Challenges ▸
**A)** Please rewrite the article on women directors, everything from "Compared with men, a" down to "1.30 in 2021.", with "seat-concentration factor" in place of "stretch factor".
**B)** According to the seventh edition of Deloitte Global's Women in the boardroom report, what share of board seats in India did women hold, as stated in the article on women directors?
**C)** Continue the article on women directors from the point where it stops.

Opportunity India Desk
Opportunity India Desk Jul 26 2022 - 4 min read
Companies Should Aspire 50% Female Directors At Firms: Piyush Goyal
According to the seventh edition of Deloitte Global’s Women in the boardroom report released earlier this year, women held 17.1 per cent of the board seats in India.

Union Minister for commerce and industry Piyush Goyal said that the reservation policy will not take the country further and companies should aspire to have as many as 50 per cent female directors on their boards.

“Unless we set ambitious goals, we are not going to achieve much. We should be aspiring for 50% of directors of companies to be women, not by reservation but by their might, by choice. We should also be aspiring for 50 per cent of businesses to be owned by women, through the sheer dint of their capabilities,” Goyal said.

Speaking at an event organised by the FICCI Ladies’ Organisation, Goyal said, “The reservation policy will only mean a sarpanch making his wife a sarpanch, or a chief minister — as we have seen in the past — making his wife a dummy chief minister.”

“We should rather have the Sushma Swarajs of the world as role models for women, or Smriti Irani in our times or a finance minister like Nirmala Sitharaman becoming a role model, who didn’t come through reservations but through sheer dint of their hard work, dedication, commitment and capabilities. That’s the women of tomorrow,” Goyal added.

According to the seventh edition of Deloitte Global’s Women in the boardroom report released earlier this year, women held 17.1 per cent of the board seats in India. The number has risen by 9.4 percentage points from the 2014 edition, the year when the Companies Act made it mandatory to have one woman member on every board.

Compared with men, a smaller group of women are taking on many more board seats and fewer women serve on more boards according to Deloitte Global’s stretch factor metric. The metric examines how many board seats an individual holds in a particular market. The higher the stretch factor, greater the number of board seats the same director occupies. In India, the stretch factor for women increased slightly from 1.22 in 2018 to 1.30 in 2021. 

According to the fifth edition, the average tenure of women directors had seen a marginal increase from 5.0 years in 2018 to 5.1 years in 2021, which, compared to global standards, has decreased from 5.5 years in 2018 to 5.1 years in 2021. The average tenure for women fell from 6.3 years in 2018 to 5.3 years in 2021 in the US, 4.1 years to 3.6 years in 2021 in the UK, and 5.7 years to 5.2 years in Canada.

Location identification entries
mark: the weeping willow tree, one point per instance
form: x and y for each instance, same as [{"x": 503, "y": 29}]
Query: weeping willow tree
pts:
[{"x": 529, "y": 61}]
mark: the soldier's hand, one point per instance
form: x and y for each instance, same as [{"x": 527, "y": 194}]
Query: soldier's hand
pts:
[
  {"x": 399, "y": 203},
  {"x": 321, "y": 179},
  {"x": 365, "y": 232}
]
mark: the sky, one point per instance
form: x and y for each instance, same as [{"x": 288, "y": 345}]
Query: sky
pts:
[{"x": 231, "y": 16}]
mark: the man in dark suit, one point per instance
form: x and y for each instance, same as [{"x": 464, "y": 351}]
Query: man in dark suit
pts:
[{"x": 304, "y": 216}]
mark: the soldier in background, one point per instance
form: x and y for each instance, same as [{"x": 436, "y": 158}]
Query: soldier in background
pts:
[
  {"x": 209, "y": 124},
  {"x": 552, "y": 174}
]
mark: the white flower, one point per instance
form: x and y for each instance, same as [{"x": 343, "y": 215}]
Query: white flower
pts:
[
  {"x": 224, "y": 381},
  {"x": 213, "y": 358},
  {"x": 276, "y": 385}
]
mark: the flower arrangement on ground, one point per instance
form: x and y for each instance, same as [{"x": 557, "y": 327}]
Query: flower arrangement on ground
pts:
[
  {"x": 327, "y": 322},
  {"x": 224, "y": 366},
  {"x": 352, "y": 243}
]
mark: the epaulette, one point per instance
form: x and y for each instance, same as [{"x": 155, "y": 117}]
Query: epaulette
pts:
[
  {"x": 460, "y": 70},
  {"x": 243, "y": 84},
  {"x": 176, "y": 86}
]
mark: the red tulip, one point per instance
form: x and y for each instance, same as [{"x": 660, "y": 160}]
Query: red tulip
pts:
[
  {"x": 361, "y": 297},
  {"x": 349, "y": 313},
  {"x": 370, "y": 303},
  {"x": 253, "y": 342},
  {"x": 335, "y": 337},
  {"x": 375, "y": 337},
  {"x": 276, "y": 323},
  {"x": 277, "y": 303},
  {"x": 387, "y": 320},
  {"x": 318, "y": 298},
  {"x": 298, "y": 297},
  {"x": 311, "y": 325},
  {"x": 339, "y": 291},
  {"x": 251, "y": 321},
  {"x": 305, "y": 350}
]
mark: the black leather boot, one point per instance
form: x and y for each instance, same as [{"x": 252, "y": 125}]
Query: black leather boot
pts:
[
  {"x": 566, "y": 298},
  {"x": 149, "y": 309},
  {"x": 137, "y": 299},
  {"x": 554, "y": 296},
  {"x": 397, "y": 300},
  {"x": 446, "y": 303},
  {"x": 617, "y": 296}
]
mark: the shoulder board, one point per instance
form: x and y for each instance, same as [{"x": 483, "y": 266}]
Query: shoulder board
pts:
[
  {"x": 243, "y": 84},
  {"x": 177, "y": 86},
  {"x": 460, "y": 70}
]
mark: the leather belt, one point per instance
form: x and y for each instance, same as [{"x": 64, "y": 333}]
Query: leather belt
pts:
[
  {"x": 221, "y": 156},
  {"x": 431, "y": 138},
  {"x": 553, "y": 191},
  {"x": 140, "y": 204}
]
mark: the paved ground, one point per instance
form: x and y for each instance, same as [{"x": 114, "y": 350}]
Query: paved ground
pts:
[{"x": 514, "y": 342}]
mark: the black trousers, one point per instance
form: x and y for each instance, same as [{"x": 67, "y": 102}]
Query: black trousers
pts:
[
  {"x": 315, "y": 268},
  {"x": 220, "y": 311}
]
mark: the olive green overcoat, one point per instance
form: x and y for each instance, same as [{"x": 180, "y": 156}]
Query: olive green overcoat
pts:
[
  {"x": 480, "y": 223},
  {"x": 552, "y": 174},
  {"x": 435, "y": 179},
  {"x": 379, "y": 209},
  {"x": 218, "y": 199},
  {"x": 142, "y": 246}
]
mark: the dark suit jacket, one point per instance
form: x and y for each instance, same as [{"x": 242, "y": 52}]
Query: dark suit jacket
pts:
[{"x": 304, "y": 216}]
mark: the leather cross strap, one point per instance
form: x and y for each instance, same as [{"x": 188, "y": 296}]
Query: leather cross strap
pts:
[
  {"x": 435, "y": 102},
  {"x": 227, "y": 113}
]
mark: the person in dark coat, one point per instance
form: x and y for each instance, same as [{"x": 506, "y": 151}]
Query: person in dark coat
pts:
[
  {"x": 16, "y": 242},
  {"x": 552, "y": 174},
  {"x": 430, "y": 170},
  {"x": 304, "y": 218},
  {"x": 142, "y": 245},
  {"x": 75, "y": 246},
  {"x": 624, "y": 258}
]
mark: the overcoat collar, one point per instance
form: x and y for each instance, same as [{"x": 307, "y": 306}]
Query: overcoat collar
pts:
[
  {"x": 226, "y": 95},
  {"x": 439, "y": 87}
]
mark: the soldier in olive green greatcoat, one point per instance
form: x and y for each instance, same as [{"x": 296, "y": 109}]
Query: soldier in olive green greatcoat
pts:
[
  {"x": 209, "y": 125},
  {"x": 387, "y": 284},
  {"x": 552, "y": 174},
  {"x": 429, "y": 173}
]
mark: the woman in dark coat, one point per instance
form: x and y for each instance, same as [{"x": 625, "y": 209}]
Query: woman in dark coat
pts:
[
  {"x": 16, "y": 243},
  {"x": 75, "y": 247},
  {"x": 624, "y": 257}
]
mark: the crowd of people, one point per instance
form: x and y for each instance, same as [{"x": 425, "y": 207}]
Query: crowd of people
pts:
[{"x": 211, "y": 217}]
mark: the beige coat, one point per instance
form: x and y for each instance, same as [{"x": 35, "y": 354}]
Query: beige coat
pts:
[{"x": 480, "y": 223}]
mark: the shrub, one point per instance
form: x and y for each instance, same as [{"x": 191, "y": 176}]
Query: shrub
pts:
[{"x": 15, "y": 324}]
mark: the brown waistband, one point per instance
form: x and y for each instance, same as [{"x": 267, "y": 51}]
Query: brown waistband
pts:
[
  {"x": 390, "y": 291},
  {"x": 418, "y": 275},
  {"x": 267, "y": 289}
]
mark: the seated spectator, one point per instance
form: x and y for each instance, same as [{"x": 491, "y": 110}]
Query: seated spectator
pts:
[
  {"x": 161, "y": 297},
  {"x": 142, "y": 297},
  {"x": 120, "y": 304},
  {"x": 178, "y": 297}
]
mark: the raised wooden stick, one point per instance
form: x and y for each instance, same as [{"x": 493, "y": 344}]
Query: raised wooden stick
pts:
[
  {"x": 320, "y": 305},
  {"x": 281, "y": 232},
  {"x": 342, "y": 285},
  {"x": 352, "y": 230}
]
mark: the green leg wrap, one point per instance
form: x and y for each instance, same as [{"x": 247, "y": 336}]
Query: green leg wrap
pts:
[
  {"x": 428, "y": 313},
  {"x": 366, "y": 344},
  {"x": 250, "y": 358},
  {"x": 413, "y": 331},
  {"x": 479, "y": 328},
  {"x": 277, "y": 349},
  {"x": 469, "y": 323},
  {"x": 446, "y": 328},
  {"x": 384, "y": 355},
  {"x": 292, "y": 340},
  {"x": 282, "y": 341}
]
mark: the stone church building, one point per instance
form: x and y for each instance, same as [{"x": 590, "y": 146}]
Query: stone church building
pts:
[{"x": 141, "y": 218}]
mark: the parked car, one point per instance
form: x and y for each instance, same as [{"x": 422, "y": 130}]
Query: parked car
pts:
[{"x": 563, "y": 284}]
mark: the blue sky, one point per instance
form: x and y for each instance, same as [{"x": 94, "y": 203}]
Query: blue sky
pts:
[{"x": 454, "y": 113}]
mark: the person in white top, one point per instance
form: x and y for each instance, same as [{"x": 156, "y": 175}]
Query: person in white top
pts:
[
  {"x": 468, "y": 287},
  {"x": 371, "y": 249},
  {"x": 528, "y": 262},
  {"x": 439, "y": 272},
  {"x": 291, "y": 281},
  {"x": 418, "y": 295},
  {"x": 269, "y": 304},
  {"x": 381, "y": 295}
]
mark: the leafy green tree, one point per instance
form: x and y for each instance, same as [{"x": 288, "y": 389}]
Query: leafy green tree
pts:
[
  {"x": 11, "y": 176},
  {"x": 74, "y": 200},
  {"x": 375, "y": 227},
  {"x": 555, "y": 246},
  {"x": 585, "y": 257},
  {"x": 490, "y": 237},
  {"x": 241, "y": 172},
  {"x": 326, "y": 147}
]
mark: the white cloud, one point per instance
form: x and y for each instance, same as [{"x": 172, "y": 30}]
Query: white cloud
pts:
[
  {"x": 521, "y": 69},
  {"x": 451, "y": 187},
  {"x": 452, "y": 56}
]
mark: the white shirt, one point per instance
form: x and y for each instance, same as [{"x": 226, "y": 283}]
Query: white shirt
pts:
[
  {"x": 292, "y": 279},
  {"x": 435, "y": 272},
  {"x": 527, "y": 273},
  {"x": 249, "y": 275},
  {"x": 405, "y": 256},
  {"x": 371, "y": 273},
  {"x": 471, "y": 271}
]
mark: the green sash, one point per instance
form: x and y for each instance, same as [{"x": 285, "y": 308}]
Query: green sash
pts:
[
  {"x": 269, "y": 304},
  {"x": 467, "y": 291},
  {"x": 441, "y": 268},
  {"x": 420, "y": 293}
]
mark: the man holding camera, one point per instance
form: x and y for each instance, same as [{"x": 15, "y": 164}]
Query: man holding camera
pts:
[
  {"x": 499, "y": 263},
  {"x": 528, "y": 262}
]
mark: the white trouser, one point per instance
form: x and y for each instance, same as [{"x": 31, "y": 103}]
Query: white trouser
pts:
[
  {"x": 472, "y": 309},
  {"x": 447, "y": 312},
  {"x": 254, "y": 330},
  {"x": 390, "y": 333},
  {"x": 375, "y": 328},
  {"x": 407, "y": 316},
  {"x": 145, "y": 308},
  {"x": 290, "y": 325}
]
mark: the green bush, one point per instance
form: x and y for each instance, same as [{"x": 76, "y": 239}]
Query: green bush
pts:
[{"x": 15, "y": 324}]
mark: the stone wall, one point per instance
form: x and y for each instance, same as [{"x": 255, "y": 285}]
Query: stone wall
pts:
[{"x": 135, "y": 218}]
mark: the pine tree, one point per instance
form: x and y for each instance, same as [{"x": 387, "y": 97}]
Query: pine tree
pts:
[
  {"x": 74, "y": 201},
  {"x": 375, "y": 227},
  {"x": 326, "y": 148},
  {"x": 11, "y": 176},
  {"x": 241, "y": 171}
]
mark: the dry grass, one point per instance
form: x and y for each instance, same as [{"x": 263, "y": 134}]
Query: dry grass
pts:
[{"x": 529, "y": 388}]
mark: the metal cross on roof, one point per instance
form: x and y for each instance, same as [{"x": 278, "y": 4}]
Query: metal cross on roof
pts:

Replies ▸
**A)**
Compared with men, a smaller group of women are taking on many more board seats and fewer women serve on more boards according to Deloitte Global’s seat-concentration factor metric. The metric examines how many board seats an individual holds in a particular market. The higher the seat-concentration factor, greater the number of board seats the same director occupies. In India, the seat-concentration factor for women increased slightly from 1.22 in 2018 to 1.30 in 2021.

**B)** 17.1 percent

**C)**
The study found a positive correlation between appointing a female CEO and diversity on the board. Companies with women CEOs have significantly more women representation on their boards than those run by men − 33.5 per cent vs 19.4 per cent, respectively. The statistics are similar for companies with female chairs, with 30.8 per cent of women on boards where women are CEOs compared to 19.4 per cent with men as CEOs.

Companies Act 2013

The revised Companies Act (‘Act’) was approved in August 2013 and, for the first time, made it mandatory for all listed companies and other large public limited companies to appoint at least one woman director to their boards. The Act also states that any intermittent vacancy of a women director should be filled by another woman director within three months of such vacancy, or by the company’s next board meeting, whichever is later.

Companies were given until 31 March 2015 to comply with this legislative provision. This provision was incorporated in the law to further promote diversity in Indian company boardrooms. The number of women on boards in India increased by 4.7 percent in the past two years from 7.7 percent to 12.4 percent. This has helped India close its gap with the global average, which stands at a roughly 15 percent. Women comprised 3.2 percent of the board chairs in India in 2016, up 0.5 percent from 2014.

Goyal said India will emerge as a USD 30-trillion economy in the next 30 years, compared with over USD 3 trillion now. He said the government is working actively with different countries to finalise Free Trade Agreement (FTA) and talks with the UK are in final stages.